(点アノテーションデータの抜粋)

_ _ _ _ _

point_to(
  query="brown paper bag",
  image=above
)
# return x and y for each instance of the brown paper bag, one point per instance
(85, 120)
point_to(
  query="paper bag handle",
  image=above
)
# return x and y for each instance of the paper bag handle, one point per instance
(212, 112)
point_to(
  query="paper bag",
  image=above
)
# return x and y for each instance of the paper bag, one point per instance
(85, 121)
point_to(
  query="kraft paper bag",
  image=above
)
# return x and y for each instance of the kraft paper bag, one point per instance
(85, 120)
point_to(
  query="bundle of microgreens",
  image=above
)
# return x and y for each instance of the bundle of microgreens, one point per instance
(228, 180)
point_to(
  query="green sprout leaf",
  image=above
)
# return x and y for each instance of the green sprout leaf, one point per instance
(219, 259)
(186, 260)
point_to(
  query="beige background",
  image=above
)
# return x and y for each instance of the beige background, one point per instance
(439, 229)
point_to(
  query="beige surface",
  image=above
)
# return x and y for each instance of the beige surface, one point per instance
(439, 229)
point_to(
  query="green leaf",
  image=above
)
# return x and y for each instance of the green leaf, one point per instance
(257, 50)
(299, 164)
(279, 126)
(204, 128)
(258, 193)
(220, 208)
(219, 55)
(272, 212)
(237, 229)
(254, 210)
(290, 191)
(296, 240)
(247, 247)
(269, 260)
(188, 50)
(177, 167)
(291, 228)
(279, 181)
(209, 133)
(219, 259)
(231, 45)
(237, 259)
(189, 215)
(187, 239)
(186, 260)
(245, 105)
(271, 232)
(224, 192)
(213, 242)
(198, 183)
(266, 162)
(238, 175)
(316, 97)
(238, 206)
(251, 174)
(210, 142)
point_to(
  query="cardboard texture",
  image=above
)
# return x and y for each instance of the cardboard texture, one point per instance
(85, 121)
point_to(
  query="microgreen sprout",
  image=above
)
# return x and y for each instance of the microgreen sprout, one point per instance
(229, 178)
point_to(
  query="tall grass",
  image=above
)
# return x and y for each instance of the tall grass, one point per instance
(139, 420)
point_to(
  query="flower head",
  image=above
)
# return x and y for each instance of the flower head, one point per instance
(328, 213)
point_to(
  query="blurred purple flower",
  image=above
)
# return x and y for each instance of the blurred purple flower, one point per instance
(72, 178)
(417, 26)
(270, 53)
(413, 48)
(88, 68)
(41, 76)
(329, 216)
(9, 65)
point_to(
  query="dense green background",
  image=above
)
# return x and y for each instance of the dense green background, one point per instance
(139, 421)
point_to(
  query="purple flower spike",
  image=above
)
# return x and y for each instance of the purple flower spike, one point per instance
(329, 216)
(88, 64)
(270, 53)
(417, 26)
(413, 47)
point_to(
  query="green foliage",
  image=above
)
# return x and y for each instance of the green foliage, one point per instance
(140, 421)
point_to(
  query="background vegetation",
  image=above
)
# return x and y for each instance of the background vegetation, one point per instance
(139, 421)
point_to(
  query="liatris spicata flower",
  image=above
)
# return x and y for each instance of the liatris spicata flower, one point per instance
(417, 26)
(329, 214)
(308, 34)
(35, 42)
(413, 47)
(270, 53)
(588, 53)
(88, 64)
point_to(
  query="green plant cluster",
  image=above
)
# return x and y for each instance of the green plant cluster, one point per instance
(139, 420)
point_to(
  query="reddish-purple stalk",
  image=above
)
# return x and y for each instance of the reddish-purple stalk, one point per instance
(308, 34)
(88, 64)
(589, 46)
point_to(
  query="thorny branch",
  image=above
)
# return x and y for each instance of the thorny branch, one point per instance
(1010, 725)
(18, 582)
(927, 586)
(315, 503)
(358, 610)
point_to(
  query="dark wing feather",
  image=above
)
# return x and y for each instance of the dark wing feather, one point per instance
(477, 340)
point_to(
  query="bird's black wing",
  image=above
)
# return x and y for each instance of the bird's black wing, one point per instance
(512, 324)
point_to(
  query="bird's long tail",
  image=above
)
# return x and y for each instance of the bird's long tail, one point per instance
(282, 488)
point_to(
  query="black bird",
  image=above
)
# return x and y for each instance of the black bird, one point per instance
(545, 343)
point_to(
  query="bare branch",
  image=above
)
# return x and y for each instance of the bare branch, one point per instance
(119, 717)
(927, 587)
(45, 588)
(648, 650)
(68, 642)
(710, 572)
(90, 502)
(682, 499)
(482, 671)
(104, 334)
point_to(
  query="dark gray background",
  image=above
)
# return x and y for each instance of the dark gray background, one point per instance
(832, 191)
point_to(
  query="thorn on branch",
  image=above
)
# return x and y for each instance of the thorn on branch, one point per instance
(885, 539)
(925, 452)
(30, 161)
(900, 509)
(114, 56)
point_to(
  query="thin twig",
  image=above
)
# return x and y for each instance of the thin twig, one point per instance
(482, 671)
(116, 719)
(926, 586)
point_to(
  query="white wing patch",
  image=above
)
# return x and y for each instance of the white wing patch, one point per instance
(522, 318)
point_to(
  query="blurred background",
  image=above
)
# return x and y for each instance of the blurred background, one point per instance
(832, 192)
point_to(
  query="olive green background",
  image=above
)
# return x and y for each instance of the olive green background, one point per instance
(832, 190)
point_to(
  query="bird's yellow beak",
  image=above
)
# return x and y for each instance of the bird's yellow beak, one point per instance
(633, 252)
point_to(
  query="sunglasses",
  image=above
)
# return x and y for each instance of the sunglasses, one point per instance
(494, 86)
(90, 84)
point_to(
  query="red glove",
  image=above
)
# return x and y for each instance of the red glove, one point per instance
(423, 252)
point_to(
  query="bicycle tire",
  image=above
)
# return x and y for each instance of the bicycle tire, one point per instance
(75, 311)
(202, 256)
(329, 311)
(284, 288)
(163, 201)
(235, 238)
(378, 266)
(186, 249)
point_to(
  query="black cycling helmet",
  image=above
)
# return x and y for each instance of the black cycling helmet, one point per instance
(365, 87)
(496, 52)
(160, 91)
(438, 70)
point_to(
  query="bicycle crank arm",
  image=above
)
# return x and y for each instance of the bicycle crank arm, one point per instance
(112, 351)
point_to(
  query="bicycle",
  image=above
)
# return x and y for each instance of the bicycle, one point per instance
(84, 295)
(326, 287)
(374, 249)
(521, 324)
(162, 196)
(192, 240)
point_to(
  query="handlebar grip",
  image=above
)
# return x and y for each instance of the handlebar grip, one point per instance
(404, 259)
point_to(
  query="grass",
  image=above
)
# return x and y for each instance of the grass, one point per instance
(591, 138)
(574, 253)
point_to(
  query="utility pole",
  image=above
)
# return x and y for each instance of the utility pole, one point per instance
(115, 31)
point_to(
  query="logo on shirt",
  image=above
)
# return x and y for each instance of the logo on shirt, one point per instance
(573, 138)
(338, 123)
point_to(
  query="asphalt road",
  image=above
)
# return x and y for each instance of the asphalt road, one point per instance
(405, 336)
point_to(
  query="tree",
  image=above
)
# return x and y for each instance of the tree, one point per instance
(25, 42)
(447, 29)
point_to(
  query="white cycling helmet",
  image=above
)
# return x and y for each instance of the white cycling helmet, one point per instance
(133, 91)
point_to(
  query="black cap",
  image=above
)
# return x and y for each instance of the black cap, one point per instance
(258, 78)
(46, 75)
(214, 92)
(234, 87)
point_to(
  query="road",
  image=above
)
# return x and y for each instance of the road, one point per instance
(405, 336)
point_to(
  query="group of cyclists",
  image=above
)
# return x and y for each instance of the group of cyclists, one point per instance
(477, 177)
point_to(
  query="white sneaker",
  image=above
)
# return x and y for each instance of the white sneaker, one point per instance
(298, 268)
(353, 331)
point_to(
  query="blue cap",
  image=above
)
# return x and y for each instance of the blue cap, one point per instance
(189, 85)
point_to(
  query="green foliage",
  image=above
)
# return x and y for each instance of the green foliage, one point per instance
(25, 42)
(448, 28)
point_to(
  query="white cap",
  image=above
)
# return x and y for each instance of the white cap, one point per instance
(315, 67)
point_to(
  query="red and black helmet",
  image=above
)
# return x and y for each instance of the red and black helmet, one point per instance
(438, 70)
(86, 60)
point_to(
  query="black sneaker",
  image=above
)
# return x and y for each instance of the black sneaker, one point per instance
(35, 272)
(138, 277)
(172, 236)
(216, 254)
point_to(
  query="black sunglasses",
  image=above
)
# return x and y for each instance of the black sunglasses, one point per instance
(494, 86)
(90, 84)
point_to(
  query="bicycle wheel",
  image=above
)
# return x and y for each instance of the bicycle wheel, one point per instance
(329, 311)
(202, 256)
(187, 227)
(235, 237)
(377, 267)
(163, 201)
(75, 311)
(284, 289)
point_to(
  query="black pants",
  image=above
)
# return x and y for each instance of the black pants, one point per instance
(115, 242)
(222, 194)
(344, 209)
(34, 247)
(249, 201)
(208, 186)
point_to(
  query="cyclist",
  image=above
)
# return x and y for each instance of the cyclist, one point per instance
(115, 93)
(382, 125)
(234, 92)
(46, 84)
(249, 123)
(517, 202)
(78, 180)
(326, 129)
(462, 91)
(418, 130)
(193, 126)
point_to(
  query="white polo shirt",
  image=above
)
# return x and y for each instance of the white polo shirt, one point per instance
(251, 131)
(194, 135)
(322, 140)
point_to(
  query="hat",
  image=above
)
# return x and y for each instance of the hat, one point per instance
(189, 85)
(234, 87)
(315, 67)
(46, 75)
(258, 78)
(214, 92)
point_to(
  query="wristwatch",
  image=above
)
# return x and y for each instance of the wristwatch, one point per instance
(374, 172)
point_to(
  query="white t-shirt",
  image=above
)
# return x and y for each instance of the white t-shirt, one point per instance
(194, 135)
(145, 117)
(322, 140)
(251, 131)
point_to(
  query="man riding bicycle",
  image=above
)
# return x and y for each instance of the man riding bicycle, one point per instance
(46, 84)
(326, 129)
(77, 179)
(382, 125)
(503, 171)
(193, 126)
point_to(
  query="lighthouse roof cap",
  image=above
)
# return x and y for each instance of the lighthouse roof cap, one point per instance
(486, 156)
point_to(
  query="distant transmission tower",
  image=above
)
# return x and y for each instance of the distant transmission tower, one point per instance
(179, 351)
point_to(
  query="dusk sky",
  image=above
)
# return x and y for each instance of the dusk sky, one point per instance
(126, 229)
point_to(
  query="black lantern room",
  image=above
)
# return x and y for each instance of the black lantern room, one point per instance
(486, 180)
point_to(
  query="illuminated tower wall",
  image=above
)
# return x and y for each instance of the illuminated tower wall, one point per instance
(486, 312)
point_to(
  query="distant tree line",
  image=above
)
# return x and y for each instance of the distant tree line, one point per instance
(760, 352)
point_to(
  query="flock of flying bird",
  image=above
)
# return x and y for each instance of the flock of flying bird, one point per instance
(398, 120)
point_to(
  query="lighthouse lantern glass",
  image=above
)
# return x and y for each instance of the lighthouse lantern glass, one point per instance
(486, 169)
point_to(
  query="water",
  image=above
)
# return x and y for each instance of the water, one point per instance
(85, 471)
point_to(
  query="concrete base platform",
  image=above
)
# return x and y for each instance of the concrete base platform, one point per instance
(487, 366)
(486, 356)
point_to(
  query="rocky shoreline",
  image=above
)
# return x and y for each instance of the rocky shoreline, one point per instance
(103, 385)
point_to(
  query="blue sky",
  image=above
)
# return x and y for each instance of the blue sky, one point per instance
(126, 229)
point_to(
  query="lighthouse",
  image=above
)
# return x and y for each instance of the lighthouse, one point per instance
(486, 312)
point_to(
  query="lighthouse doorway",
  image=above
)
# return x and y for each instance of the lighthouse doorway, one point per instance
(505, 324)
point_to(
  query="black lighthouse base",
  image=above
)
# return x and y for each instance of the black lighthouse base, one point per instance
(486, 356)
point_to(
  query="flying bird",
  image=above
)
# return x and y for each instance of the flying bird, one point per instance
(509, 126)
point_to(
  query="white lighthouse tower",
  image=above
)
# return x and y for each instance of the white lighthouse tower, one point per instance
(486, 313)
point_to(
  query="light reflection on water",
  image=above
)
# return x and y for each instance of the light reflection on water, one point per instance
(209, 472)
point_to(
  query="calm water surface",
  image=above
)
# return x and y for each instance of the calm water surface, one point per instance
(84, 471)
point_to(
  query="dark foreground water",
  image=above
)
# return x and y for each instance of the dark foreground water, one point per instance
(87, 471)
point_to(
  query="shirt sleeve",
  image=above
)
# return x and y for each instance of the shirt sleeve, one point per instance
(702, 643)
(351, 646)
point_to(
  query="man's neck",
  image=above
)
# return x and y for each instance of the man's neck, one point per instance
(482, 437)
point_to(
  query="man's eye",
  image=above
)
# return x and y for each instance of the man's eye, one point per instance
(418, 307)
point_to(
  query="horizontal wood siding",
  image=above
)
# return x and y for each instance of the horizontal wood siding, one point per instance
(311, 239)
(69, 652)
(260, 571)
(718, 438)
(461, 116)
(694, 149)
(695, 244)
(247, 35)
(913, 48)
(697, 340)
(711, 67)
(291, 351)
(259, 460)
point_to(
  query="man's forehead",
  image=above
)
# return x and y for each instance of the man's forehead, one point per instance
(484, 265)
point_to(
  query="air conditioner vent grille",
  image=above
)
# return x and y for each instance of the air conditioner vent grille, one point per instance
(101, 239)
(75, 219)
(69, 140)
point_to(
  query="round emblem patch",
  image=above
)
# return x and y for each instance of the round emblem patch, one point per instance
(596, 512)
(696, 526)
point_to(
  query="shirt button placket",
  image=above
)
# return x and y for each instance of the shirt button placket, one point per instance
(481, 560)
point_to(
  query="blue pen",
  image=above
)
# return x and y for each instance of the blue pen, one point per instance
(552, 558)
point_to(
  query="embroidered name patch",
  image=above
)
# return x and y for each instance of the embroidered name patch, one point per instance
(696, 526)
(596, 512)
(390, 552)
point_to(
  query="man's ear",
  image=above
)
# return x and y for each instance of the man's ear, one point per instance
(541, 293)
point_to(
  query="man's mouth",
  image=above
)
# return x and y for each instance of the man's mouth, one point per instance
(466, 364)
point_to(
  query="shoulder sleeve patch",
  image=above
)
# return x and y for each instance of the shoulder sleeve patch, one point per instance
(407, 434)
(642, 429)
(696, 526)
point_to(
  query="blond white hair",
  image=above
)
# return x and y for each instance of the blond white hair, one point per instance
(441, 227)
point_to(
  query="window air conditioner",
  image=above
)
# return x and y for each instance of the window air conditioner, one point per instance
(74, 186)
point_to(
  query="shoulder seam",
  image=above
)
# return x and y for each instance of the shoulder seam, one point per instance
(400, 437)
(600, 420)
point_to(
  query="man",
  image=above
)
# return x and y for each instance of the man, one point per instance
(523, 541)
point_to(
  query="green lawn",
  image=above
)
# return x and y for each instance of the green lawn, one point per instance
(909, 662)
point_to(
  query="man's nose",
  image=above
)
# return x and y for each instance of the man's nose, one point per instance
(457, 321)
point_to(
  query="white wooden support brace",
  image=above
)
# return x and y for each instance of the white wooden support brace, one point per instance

_ _ _ _ _

指示: 上の記録から、文字列「gray」を含む行をすべて集めてください。

回答:
  query="dark gray background",
# return x and y for each instance of the dark gray background, one point per instance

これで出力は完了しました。